**TASK SET**
1. List the offenses for which the Paris prosecutor opened a probe, according to the article on the Le Pen immunity case.
2. Extend the article on the Le Pen immunity case, picking up after its final sentence.

**TEXT SEGMENT**
--*--
They requested Le Pen's immunity to be lifted after she refused twice, in February and March, to be heard in the probe over alleged fake parliamentary jobs contracts by her National Front (FN) party.

But the procedure will take several months and, in the meantime, Le Pen may have been elected into the French National Assembly – a move that would grant her another form of immunity.

The FN is suspected of having paid party officials with European Parliament money. Around 20 people were employed as parliamentary assistants and registered at the same time as employees at the FN's headquarters in Nanterre, near Paris. Many of them almost never worked in Brussels or Strasbourg.

The EU parliament estimates the damages to be as high as €5 million, according to a letter written by the parliament's legal representative to French judges – seen by the AFP press agency in April.

The institution has already started to recover some €339,000, which was taken from Le Pen's monthly allowance for the undue salaries of two of Le Pen's former assistants – her bodyguard, Thierry Legier, and her chief of cabinet, Catherine Griset.

The Paris prosecutor opened a probe last December for embezzlement, organised fraud, forgery, and undeclared work.

In the ongoing investigation, two former FN parliamentary assistants, including Griset, were charged for breach of trust.

Le Pen, who was a candidate for the presidential elections in April and May, denounced a "persecution by political opponents" and questioned the "impartiality and independence" of "the administration of justice."

Her lawyer said that the immunity request to the EU parliament was "normal", and that Le Pen intended to go to the judges after the French legislative elections on 11 and 18 June.

But the calendar is in Le Pen's favour.

An immunity procedure in the European Parliament takes between four to six months, on average.

Vote after summer

The parliament's legal affairs committee will discuss the case for the first time on Monday, after the procedure was launched by the parliament's president Antonio Tajani on 26 April. They will also examine a request for Marie-Christine Boutonnet, another National Front MEP who refused to be heard by judges over the same fake jobs case.

The rapporteur for the case, Tadeusz Zwiefka, a Polish member of the centre-right EPP group, will present a report based on information provided by the French prosecutor.

Le Pen, according to the procedure, "shall be given an opportunity to be heard" and can be invited twice if she declines the first offer.

The committee, for its part, can ask the French authorities "to provide any information or explanation which [it] deems necessary".

When it thinks it has enough information on the case, the committee will vote on a final report and issue a recommendation to the parliament's plenary, which will then vote on whether to lift Le Pen's immunity.

Contacted by EUobserver, Zwiefka's office said he was not allowed to comment on Le Pen's case, but that the procedure would be treated like any other.

At Monday's meeting, the members of the legal affairs committee will examine immunity requests for seven other MEPs, including Le Pen's father, Jean-Marie Le Pen, in an unrelated case.
--*--
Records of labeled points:

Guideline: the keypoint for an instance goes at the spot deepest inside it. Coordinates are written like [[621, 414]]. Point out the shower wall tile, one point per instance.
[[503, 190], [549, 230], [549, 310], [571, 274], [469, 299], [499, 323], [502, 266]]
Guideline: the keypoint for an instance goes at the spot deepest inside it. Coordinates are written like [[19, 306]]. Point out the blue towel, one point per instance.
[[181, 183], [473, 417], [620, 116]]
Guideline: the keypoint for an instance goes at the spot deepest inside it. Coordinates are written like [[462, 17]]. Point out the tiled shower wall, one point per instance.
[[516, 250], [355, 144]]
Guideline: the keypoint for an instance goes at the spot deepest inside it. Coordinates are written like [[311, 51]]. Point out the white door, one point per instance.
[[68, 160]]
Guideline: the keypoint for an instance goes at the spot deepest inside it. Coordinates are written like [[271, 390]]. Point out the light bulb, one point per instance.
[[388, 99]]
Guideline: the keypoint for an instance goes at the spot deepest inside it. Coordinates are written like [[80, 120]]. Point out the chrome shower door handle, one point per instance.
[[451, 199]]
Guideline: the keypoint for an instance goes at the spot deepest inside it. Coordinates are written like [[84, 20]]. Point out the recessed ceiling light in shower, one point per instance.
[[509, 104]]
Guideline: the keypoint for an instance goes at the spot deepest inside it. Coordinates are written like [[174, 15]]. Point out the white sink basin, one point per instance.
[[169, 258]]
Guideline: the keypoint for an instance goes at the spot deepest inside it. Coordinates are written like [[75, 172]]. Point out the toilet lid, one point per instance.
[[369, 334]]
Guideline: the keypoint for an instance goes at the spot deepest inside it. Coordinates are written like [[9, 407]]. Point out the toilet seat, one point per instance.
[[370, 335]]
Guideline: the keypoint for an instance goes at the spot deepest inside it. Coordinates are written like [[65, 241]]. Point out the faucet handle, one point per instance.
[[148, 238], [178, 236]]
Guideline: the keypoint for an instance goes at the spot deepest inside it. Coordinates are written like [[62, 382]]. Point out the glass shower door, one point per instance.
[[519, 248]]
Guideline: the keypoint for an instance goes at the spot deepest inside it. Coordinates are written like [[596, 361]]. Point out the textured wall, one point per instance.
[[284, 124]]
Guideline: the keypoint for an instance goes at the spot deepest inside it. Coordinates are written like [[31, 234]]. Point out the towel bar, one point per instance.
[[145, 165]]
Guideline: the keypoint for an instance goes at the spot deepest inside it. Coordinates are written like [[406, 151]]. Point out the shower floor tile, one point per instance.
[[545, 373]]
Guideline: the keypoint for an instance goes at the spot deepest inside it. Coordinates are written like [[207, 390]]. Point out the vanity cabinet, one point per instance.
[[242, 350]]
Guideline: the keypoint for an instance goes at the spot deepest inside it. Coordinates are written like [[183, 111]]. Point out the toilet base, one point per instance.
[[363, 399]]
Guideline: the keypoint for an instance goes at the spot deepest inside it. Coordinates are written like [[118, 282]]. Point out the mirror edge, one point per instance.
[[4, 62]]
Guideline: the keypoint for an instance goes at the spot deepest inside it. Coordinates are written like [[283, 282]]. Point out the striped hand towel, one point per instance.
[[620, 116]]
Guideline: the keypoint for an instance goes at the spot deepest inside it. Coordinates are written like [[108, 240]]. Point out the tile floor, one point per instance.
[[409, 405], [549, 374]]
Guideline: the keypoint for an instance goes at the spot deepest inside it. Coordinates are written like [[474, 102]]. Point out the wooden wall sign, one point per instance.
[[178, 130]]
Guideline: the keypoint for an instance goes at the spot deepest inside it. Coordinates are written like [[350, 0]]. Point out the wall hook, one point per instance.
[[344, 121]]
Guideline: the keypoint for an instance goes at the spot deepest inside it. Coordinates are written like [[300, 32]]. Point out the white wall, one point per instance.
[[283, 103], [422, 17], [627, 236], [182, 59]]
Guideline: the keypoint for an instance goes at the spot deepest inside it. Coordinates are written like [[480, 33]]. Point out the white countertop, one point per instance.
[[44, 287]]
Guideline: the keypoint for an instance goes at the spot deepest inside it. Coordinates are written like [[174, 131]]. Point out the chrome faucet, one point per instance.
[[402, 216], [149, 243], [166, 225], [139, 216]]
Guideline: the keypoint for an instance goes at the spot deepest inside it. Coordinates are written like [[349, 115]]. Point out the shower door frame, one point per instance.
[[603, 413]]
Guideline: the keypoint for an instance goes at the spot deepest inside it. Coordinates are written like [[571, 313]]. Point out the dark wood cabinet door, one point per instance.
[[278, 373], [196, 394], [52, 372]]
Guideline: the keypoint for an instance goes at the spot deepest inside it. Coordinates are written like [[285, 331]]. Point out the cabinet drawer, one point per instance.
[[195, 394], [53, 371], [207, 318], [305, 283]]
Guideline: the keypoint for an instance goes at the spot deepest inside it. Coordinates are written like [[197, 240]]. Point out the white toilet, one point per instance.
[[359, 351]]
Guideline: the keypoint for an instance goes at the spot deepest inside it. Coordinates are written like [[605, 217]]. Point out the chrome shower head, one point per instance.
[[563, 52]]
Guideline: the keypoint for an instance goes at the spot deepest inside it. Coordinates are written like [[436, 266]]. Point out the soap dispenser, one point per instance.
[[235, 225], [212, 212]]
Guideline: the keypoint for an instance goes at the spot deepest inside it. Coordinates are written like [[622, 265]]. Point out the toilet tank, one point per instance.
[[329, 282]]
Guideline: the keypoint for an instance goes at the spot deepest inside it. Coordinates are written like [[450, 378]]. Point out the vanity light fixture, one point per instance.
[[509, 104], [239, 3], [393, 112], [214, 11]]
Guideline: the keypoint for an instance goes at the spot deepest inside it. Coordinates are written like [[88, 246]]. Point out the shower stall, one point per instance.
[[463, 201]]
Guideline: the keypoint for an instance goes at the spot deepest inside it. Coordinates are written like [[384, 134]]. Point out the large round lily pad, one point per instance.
--*--
**OUTPUTS FOR THE TASKS**
1. embezzlement, organised fraud, forgery, undeclared work

2.
If Le Pen accepts, she could be heard at the next meeting of the legal affairs committee, mid-June, or in the following one in July.

Depending on whether Le Pen accepts to come, and whether the committee needs more information, the plenary vote could take place in September or October.

Furthermore, the procedure to officially notify the French judges about lifting her immunity could come as another delay in favour of Le Pen.

Other delay

On 2 March, the parliament lifted Le Pen's immunity in another case, where she tweeted pictures of people beheaded by the Islamic State (IS) jihadist group, almost five months after French judges had requested it.

"We are in May, and the parliament has still not officially sent the decision," a judge told EUobserver recently.

According to parliament sources, however, the official notification was sent to the judges through the usual circuit – the permanent representation to the EU of the MEP's country, which sends it on to the foreign affairs ministry.

When MEPs lift Le Pen's immunity and the decision is notified to judges, the far-right leader could still be in a position to dodge the judges' summons.

On 18 May, she announced that she would be a candidate in the June legislative elections. She will run in Henin-Beaumont – a town in northern France that has a National Front mayor and where she received 61.56 percent of the vote in the presidential election's run-off on 7 May.

Nine of the FN's 24 MEPs, including Le Pen and the party's number two, Florian Philippot, are candidates in France, and would have to choose between their EU and their new national mandate if they were to be elected.

If Le Pen becomes a French MP and gets a new, five-year parliamentary immunity, judges say they will still summon her. If she refuses to be heard, they said they will ask the French lower chamber to lift her immunity.

While the alleged scheme to pay party officials started in 2012, it could still take years before Le Pen is taken to a tribunal.

We suggested in the article that Thierry Legier had been charged, as well as Catherine Griset, when it is actually Griset and another former assistant.